2 (1) For the purposes of the 1992 Act, where there is a relevant transfer, the transfer of the property, rights and liabilities to which it relates shall (subject to the following provisions of this Part of this Schedule) be deemed, in relation to the transferee as well as the predecessor, to be for a consideration such that no gain or loss accrues to the predecessor.
(2) Section 28 of the 1992 Act (time of disposal or acquisition in pursuance of contract) shall have effect in relation to any disposal or acquisition in pursuance of an obligation imposed by virtue of paragraph 2(1)(g) of Schedule 2 to this Act as it would apply if the obligation were contained in a contract made at the time when the scheme containing the obligation comes into force.
(3) Paragraph (d) of section 35(3) of the 1992 Act (list of provisions for transfers treated as made without gain or loss) shall have effect with the insertion, at the end of the paragraph, of the following sub-paragraph—
“(xi) paragraph 2(1) of Schedule 4 to the Coal Industry Act 1994;”.
3 (1) Subsections (4) and (5) of section 23 of the 1992 Act (adjustments where compensation or insurance money used for purchase of replacement asset) shall have effect in accordance with sub-paragraph (2) below where—
(a) there is a relevant transfer such that any capital sum which has been or (but for the transfer) would have been received by the predecessor by way of compensation for the loss or destruction of any asset, or under a policy of insurance of the risk of the loss or destruction of any asset, becomes available to the transferee; and
(b) the transferee acquires any asset in circumstances where, if the predecessor had acquired it, the predecessor would be treated for the purposes of that section as having acquired it by the application of the whole or any part of that sum in replacement for the asset lost or destroyed.
(2) In a case falling within sub-paragraph (1) above, subsection (4) or, as the case may require, subsection (5) of section 23 of the 1992 Act shall have effect as if the transferee and the predecessor were the same person except that—
(a) it shall, subject to paragraph (b) below, be the transferee who shall be entitled as owner to make a claim for that subsection to be applied in relation to the transactions;
(b) any adjustment falling to be made under paragraph (a) of subsection (4) or, as the case may be, subsection (5) of that section shall have effect for the purposes only of the taxation of whichever of the predecessor and the transferee received the capital sum; and
(c) any adjustment falling, on a claim by the transferee, to be made under paragraph (b) of subsection (4) or, as the case may be, subsection (5) of that section shall have effect for the purposes only of the taxation of the transferee.
(3) Sub-paragraph (2) above shall have effect for the purposes of any such adjustment as is mentioned in paragraph (c) of that sub-paragraph so as to require any residual or scrap value received by the predecessor to be treated as received by the transferee.
4 Section 30 of the 1992 Act (tax-free benefits) shall not apply in any case where—
(a) a reduction in the value of any asset, or
(b) the conferring of any tax-free benefit,
results from any provision made by or under so much of any restructuring scheme as relates to a relevant transfer.

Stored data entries

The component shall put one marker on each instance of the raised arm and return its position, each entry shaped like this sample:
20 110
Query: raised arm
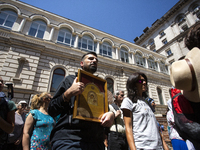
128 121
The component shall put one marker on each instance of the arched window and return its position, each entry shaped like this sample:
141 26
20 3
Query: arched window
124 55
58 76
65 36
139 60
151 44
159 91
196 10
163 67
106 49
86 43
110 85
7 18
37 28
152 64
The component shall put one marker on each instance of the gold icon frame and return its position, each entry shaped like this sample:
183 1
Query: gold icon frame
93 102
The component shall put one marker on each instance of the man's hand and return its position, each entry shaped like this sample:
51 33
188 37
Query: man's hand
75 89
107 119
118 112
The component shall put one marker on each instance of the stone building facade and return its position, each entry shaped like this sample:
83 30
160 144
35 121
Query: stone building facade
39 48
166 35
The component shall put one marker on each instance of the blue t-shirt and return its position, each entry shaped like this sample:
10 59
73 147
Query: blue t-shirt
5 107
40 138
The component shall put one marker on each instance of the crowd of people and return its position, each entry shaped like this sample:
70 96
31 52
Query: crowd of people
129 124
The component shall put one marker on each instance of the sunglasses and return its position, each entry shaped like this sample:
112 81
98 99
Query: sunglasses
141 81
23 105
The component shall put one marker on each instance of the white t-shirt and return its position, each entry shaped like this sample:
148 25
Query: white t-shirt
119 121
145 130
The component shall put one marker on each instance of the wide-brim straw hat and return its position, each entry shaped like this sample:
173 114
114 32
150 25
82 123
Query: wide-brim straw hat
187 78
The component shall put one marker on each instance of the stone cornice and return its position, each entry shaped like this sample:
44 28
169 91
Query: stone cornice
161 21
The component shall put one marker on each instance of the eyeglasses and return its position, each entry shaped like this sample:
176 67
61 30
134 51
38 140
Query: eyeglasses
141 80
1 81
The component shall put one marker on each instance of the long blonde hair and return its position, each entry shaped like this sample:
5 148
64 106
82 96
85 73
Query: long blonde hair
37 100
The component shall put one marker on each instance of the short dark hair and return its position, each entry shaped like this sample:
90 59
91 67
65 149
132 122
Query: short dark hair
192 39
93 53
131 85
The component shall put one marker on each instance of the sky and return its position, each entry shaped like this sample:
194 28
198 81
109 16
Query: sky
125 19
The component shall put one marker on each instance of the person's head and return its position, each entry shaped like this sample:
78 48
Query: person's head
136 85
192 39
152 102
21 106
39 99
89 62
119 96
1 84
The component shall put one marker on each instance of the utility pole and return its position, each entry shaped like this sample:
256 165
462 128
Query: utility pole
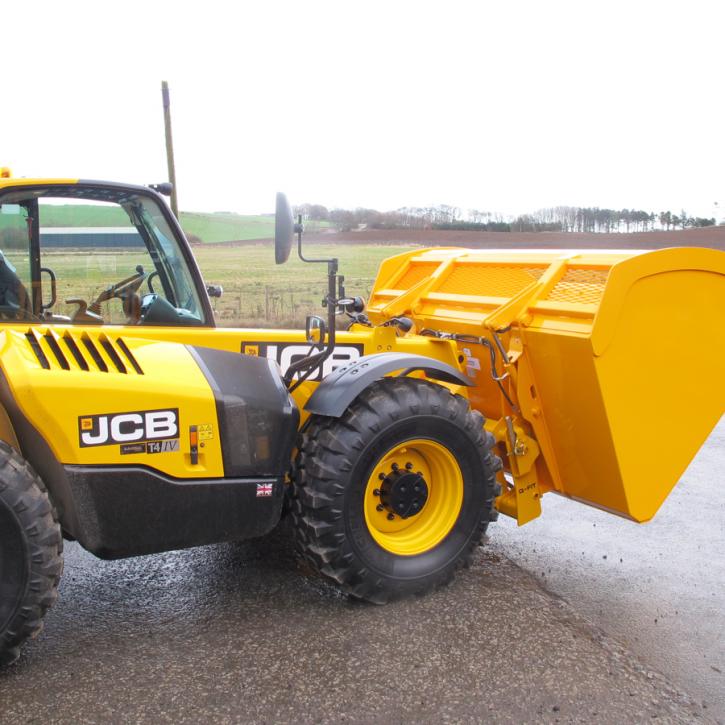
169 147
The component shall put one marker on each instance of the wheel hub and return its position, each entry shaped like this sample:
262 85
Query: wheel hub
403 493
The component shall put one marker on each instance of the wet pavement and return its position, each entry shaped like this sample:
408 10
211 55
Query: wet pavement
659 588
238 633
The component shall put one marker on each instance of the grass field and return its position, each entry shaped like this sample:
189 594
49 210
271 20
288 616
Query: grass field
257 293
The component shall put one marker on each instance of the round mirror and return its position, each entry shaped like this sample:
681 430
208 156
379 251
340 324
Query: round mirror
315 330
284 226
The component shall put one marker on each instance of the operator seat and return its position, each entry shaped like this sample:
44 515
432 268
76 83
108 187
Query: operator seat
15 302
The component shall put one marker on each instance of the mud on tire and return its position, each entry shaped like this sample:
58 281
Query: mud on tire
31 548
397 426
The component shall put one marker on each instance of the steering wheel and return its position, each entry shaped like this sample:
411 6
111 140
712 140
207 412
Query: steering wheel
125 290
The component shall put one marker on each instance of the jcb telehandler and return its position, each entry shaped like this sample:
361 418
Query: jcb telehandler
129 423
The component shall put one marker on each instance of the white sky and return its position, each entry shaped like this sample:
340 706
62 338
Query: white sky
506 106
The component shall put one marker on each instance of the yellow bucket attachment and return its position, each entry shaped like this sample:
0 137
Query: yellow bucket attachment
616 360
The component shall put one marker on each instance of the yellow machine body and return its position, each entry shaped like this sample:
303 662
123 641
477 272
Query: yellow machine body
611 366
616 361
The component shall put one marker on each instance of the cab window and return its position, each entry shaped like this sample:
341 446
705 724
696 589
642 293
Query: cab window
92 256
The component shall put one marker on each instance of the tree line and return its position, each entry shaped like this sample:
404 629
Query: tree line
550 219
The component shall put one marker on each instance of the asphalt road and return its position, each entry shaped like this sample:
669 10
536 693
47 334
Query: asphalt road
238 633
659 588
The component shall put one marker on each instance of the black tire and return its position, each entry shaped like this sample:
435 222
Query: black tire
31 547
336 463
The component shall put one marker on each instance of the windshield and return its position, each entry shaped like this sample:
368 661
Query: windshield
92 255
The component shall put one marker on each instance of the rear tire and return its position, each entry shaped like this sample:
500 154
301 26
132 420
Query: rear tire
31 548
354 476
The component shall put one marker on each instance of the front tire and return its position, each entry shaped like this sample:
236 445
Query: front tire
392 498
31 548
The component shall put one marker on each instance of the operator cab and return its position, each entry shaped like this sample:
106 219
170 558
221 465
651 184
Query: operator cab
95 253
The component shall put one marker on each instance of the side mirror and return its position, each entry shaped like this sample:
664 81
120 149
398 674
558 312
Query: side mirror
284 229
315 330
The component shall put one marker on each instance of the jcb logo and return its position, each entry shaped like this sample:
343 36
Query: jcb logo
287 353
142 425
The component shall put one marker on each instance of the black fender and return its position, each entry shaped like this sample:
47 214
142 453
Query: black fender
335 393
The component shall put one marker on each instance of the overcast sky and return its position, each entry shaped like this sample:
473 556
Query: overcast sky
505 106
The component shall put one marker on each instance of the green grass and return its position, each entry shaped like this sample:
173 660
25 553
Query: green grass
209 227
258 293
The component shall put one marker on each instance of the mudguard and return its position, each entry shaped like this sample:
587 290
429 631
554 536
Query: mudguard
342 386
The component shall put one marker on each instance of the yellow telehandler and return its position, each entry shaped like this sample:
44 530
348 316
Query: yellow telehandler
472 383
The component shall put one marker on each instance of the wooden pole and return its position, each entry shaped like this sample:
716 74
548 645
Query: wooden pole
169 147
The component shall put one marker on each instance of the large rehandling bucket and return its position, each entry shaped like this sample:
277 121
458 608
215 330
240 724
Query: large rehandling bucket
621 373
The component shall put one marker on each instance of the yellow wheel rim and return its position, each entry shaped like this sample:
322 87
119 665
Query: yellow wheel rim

- Instructions to follow
Extend the statutory text on relevant transfers, beginning right after its final paragraph on tax-free benefits. The records are separate material and do not belong to the statutory text on relevant transfers.

- Task answer
5 Subject to paragraph 21 below, section 174(1) of the 1992 Act (which applies section 41 of that Act to cases where assets have been acquired without gain or loss) shall have effect, without prejudice to paragraph 2 above, where there has been a relevant transfer as if the property to which the transfer relates had been transferred to the transferee, and acquired by him, in relevant circumstances (within the meaning of that section).
6 (1) Where in the case of any relevant transfer the transferee becomes entitled, in consequence of the transfer, to any option granted to the predecessor, section 144 of the 1992 Act (options), so far as it requires an option to be treated as part of a larger transaction, shall have effect as if the option had originally been granted to the transferee for the consideration for which it was granted to the predecessor.
(2) Where in the case of any relevant transfer the transferee is bound, in consequence of the transfer, by an option granted by the predecessor, that section, so far as it requires any option to be treated as part of a larger transaction, shall have effect as if the option had originally been granted by the transferee for the consideration for which it was granted by the predecessor and, if the case so requires, as if the transferee had entered into that transaction.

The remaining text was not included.